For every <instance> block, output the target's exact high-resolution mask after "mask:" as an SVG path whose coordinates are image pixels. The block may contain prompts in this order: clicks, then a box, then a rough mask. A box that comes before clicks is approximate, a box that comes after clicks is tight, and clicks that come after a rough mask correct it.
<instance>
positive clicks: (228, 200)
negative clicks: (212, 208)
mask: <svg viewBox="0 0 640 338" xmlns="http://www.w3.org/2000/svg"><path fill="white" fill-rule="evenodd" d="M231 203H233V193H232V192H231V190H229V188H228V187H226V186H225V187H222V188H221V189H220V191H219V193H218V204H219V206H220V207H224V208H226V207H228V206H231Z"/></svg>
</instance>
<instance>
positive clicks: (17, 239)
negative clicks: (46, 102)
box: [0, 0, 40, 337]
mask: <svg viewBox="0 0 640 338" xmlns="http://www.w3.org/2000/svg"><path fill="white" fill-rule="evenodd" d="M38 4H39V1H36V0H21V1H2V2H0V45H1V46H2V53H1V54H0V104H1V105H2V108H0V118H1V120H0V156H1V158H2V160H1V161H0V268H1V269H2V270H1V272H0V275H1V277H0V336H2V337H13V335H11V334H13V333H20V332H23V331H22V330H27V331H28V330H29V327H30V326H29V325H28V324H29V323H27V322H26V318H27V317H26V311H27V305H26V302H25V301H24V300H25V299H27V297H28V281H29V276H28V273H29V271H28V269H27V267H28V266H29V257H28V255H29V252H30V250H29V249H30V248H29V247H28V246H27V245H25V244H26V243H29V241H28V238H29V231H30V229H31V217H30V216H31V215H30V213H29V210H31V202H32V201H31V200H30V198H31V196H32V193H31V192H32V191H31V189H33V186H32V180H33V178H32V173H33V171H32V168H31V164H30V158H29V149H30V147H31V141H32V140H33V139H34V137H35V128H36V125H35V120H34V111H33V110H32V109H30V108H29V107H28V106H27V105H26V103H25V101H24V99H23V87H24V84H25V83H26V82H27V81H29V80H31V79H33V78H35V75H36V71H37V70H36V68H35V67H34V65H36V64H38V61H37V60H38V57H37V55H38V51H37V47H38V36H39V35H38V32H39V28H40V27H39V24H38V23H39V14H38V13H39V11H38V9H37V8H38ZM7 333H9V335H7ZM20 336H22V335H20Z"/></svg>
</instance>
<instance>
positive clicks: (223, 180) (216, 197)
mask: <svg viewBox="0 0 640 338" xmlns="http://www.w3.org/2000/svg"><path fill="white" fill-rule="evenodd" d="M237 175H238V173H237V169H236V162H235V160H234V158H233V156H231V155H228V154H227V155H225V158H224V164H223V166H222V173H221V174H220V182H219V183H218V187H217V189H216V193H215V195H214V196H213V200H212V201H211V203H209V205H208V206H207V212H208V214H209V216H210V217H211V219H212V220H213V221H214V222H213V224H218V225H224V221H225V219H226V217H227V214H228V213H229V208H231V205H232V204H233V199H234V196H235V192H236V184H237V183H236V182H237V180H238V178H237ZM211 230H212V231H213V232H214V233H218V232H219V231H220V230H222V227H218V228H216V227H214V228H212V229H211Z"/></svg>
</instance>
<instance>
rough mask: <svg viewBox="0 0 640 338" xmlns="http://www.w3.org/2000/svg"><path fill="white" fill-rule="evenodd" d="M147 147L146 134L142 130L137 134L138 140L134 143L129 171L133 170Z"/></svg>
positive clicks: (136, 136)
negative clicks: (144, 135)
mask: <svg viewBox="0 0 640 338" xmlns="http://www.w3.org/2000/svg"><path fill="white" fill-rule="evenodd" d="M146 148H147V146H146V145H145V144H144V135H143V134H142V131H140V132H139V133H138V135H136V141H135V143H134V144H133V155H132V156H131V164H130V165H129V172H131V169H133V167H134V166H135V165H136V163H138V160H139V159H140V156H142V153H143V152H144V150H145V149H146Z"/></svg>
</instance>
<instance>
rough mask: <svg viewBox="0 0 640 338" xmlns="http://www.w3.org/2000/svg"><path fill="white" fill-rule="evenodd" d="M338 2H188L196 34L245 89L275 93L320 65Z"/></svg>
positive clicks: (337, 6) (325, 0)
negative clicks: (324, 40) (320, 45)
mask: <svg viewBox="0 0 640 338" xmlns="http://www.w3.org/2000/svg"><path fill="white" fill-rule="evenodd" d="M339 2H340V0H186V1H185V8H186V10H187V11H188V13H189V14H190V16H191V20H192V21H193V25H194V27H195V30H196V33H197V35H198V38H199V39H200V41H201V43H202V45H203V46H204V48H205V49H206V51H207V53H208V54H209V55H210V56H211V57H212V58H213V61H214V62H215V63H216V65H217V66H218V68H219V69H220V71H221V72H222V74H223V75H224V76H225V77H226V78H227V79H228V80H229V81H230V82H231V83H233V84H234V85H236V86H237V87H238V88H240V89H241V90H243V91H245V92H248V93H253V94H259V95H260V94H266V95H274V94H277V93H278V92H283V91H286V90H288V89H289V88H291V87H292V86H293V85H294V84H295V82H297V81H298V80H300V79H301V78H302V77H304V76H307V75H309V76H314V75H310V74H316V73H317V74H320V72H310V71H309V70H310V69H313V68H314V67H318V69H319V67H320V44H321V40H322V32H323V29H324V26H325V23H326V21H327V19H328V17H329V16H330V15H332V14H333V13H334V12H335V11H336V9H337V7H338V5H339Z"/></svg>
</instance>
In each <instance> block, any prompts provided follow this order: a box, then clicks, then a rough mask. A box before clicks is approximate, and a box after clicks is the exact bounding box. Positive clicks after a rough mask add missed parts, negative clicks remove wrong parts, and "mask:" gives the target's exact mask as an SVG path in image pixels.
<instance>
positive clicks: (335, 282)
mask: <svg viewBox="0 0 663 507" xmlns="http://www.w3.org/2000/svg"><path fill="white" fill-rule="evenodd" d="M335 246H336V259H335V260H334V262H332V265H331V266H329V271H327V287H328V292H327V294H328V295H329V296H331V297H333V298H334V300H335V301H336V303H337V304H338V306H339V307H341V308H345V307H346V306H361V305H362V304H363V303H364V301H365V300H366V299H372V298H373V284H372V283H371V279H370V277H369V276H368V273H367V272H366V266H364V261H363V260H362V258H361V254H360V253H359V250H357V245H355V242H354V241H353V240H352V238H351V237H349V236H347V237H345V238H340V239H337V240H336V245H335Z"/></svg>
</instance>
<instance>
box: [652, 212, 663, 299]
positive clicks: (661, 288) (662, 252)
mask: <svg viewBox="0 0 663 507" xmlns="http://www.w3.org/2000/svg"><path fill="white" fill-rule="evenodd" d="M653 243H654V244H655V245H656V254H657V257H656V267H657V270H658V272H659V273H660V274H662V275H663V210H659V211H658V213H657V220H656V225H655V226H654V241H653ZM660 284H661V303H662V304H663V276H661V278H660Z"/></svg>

◆ WORK TASK
The output should match the records above exactly, entry for entry.

◆ RESPONSE TO THE EXERCISE
For every <instance> block, output the target's exact high-resolution mask after "mask:" as an SVG path whose coordinates are image pixels. The block may contain prompts in this order: clicks, then a box, then a rough mask. A box that comes before clicks is approximate, a box that comes after clicks is tight, and clicks that come after a rough mask correct it.
<instance>
positive clicks: (228, 200)
negative clicks: (212, 208)
mask: <svg viewBox="0 0 640 338" xmlns="http://www.w3.org/2000/svg"><path fill="white" fill-rule="evenodd" d="M231 203H233V193H232V192H231V190H229V188H228V187H226V186H225V187H222V188H221V189H220V191H219V193H218V204H219V206H220V207H224V208H226V207H228V206H231Z"/></svg>
</instance>
<instance>
positive clicks: (17, 239)
negative clicks: (46, 102)
box: [0, 0, 40, 337]
mask: <svg viewBox="0 0 640 338" xmlns="http://www.w3.org/2000/svg"><path fill="white" fill-rule="evenodd" d="M38 4H39V1H36V0H21V1H2V2H0V45H1V46H2V53H1V54H0V104H1V105H2V108H0V118H1V120H0V156H1V158H2V160H1V161H0V268H1V269H2V270H1V272H0V275H1V277H0V336H2V337H13V335H11V334H13V333H20V332H23V331H22V330H27V331H28V330H29V327H30V326H29V325H28V324H29V323H27V322H26V318H27V317H26V311H27V305H26V302H25V301H24V300H25V299H27V297H28V281H29V276H28V273H29V271H28V269H27V267H28V266H29V257H28V255H29V252H30V250H29V249H30V248H29V247H28V246H27V245H25V244H26V243H29V241H28V238H29V231H30V229H31V217H30V216H31V215H30V213H29V210H31V202H32V201H31V200H30V198H31V196H32V193H31V192H32V191H31V189H33V186H32V180H33V178H32V173H33V171H32V168H31V164H30V158H29V149H30V147H31V141H32V140H33V139H34V137H35V128H36V125H35V120H34V111H33V110H32V109H30V108H29V107H28V106H27V105H26V103H25V101H24V99H23V87H24V84H25V83H26V82H27V81H29V80H31V79H33V78H35V75H36V71H37V70H36V68H35V67H34V65H36V64H38V61H37V60H38V57H37V55H38V51H37V47H38V36H39V35H38V32H39V28H40V27H39V24H38V23H39V14H38V13H39V11H38V9H37V8H38ZM7 333H9V335H7ZM20 336H22V335H20Z"/></svg>
</instance>
<instance>
positive clicks: (223, 180) (216, 197)
mask: <svg viewBox="0 0 640 338" xmlns="http://www.w3.org/2000/svg"><path fill="white" fill-rule="evenodd" d="M237 175H238V173H237V169H236V162H235V160H234V158H233V156H231V155H228V154H227V155H225V158H224V164H223V166H222V173H221V174H220V182H219V183H218V187H217V189H216V193H215V195H214V196H213V200H212V201H211V203H209V205H208V206H207V212H208V214H209V216H210V217H211V219H212V220H213V221H214V222H213V224H218V225H224V221H225V219H226V217H227V214H228V213H229V208H231V205H232V204H233V199H234V196H235V192H236V184H237V183H236V182H237V180H238V178H237ZM211 230H212V231H213V232H214V233H218V232H219V231H220V230H222V227H218V228H216V227H214V228H212V229H211Z"/></svg>
</instance>
<instance>
rough mask: <svg viewBox="0 0 640 338" xmlns="http://www.w3.org/2000/svg"><path fill="white" fill-rule="evenodd" d="M147 147L146 134L142 130L137 134L138 140L134 143L129 171L133 170Z"/></svg>
positive clicks: (136, 136)
negative clicks: (144, 135)
mask: <svg viewBox="0 0 640 338" xmlns="http://www.w3.org/2000/svg"><path fill="white" fill-rule="evenodd" d="M146 148H147V146H146V145H145V144H144V135H143V134H142V131H140V132H139V133H138V135H136V141H135V143H134V144H133V155H132V156H131V164H130V165H129V172H131V169H133V167H134V166H135V165H136V163H138V160H139V159H140V156H142V153H143V152H144V150H145V149H146Z"/></svg>
</instance>
<instance>
rough mask: <svg viewBox="0 0 640 338" xmlns="http://www.w3.org/2000/svg"><path fill="white" fill-rule="evenodd" d="M338 2H188L196 34L245 89L275 93L320 65Z"/></svg>
positive clicks: (337, 6) (325, 0)
negative clicks: (324, 40) (320, 45)
mask: <svg viewBox="0 0 640 338" xmlns="http://www.w3.org/2000/svg"><path fill="white" fill-rule="evenodd" d="M339 2H340V0H186V1H185V8H186V10H187V11H188V13H189V14H190V16H191V20H192V21H193V25H194V27H195V30H196V33H197V35H198V38H199V39H200V41H201V43H202V45H203V46H204V48H205V49H206V51H207V53H208V54H209V55H210V56H211V57H212V58H213V61H214V62H215V63H216V65H217V66H218V68H219V69H220V71H221V72H222V74H223V75H224V76H225V77H226V78H227V79H228V80H229V81H230V82H231V83H233V84H234V85H236V86H237V87H238V88H240V89H241V90H243V91H245V92H248V93H253V94H259V95H260V94H266V95H274V94H277V93H278V92H283V91H286V90H288V89H289V88H291V87H292V86H293V85H294V84H295V82H297V81H298V80H300V79H301V78H302V77H304V76H307V75H309V76H314V75H310V74H316V73H317V74H320V72H310V71H309V70H310V69H313V68H314V67H318V69H319V67H320V44H321V40H322V32H323V29H324V26H325V23H326V21H327V19H328V17H329V16H330V15H332V14H333V13H334V12H335V11H336V9H337V7H338V5H339Z"/></svg>
</instance>
In each <instance> block, any prompts provided follow this order: a box, then clicks, then a rough mask. A box before clicks is approximate, and a box after clicks is the exact bounding box. Positive clicks after a rough mask add missed parts, negative clicks remove wrong parts, and "mask:" gives the target's exact mask as an SVG path in image pixels.
<instance>
positive clicks: (335, 282)
mask: <svg viewBox="0 0 663 507" xmlns="http://www.w3.org/2000/svg"><path fill="white" fill-rule="evenodd" d="M335 246H336V259H335V260H334V262H332V265H331V266H329V271H327V287H328V292H327V294H328V295H329V296H331V297H333V298H334V300H335V301H336V303H337V304H338V306H339V307H341V308H345V307H346V306H361V305H362V304H363V303H364V301H365V300H366V299H372V298H373V284H372V283H371V279H370V277H369V276H368V273H367V272H366V266H364V261H363V260H362V258H361V254H360V253H359V250H357V245H355V242H354V241H353V240H352V238H351V237H349V236H347V237H345V238H340V239H337V240H336V245H335Z"/></svg>
</instance>
<instance>
box: [652, 212, 663, 299]
positive clicks: (661, 288) (662, 252)
mask: <svg viewBox="0 0 663 507" xmlns="http://www.w3.org/2000/svg"><path fill="white" fill-rule="evenodd" d="M653 243H654V244H655V245H656V254H657V257H656V267H657V270H658V272H659V273H660V274H662V275H663V210H659V211H658V213H657V220H656V225H655V226H654V241H653ZM660 284H661V303H662V304H663V276H661V278H660Z"/></svg>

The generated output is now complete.